# DOCUMENTO DE ORIGEM:
<<<<

Na época em que reportagem foi publicada, o site entrou em contato com o gabinete da desembargadora no TJ-RJ, por telefone e e-mail, para que ela se posicionasse sobre as acusações que tem recebido e sua situação no CNJ. Depois de alguns dias sem resposta, a assessoria entrou em contato por e-mail para pedir a divisão dos assuntos em perguntas. Mais de um mês se passou sem que fossem enviadas as respostas da desembargadora.
Leia a íntegra da carta de Marília Castro Neves:
“Prezada professora Débora,
Estou escrevendo para agradecer a carta que você me mandou e lhe dizer que suas palavras me fizeram refletir muito. Bem mais do que as centenas de ataques que recebi nas últimas semanas. Desculpe a demora na resposta, mas eu precisava desse tempo.
Tenho sofrido muito desde que fui atropelada pela divulgação de comentários meus, postados em grupos privados –restritos a colegas da magistratura. Mas alguém resolveu torná-los públicos. Alguns haviam sido postados há tanto tempo que eu nem me lembrava deles. A repercussão foi imensa.
Desde então, decidi me recolher. Chorei, fui abraçada e pensei muito.
E, de tudo que li e ouvi a meu próprio respeito, foi de você, de quem em um primeiro momento duvidei da capacidade de ensinar, que me veio a maior lição: a de que precisamos ser mais tolerantes e duvidar de pré-conceitos.
Minhas posições pessoais jamais interferiram nas minhas decisões, conhecidas por serem técnicas e, por isso mesmo, quase sempre acompanhadas unanimemente pelos meus colegas de turma julgadora.
Hoje, contudo, percebi que, mesmo quando meu corpo despe a toga, a mesma me acompanha aonde eu for.

>>>>

# DADOS FORNECIDOS:
<<<<

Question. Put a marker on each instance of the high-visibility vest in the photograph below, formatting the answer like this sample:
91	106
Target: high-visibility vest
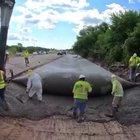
2	82
81	89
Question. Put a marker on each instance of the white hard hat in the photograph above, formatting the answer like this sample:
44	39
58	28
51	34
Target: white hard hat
134	54
82	76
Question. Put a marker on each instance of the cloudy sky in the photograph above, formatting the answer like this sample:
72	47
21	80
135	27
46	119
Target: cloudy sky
55	23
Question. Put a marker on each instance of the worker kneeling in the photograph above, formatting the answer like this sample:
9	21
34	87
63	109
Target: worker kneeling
34	85
80	90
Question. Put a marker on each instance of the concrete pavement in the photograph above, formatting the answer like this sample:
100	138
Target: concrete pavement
63	128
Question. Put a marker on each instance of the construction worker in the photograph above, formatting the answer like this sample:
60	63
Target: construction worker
34	85
26	57
133	63
80	90
117	92
3	103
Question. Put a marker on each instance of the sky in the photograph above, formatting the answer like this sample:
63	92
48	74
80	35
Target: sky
56	23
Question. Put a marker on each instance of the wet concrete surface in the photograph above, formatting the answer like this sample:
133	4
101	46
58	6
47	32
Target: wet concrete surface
50	120
97	107
63	128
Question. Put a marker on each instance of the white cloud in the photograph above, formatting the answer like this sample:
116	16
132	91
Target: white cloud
45	14
134	1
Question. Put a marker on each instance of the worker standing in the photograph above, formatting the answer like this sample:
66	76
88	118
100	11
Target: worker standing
3	103
26	57
117	92
80	90
34	85
133	63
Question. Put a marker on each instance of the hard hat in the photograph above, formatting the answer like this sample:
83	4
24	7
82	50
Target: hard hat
134	54
82	76
113	76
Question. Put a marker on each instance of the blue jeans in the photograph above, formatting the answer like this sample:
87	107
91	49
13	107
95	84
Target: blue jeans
79	104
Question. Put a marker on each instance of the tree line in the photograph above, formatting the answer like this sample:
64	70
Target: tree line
13	49
114	42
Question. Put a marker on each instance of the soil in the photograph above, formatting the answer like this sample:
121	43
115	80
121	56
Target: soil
51	119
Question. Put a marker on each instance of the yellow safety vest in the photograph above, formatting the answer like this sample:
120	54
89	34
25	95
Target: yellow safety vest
81	89
2	82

>>>>

# O QUE SE PEDE:
A. Edite o trecho do texto sobre a desembargadora que começa em "Minhas posições pessoais" e segue até "de turma julgadora.", substituindo "decisões" por "sentenças".
B. Retome o texto sobre a desembargadora a partir da última frase apresentada.
A listagem provém de uma fonte diferente da do texto sobre a desembargadora.

# RESPOSTAS POR TAREFA:
A.
Minhas posições pessoais jamais interferiram nas minhas sentenças, conhecidas por serem técnicas e, por isso mesmo, quase sempre acompanhadas unanimemente pelos meus colegas de turma julgadora.

B.
As opiniões pessoais de um magistrado, uma vez divulgadas, sempre terão peso, pouco importando ao tribunal das redes sociais que tenham elas sido ditas em caráter público ou privado e que opinião não seja sentença.
Magistrados também erram e, quando o fazem, incumbe-lhes desculparem-se. Esta carta é justamente isso: um pedido de perdão.
Perdão, Débora, por ter julgado, há três anos atrás, ao ouvir de relance, no rádio do carro, uma notícia na Voz do Brasil, que uma professora portadora de Síndrome de Down seria incapaz de ensinar. Você me provou o contrário.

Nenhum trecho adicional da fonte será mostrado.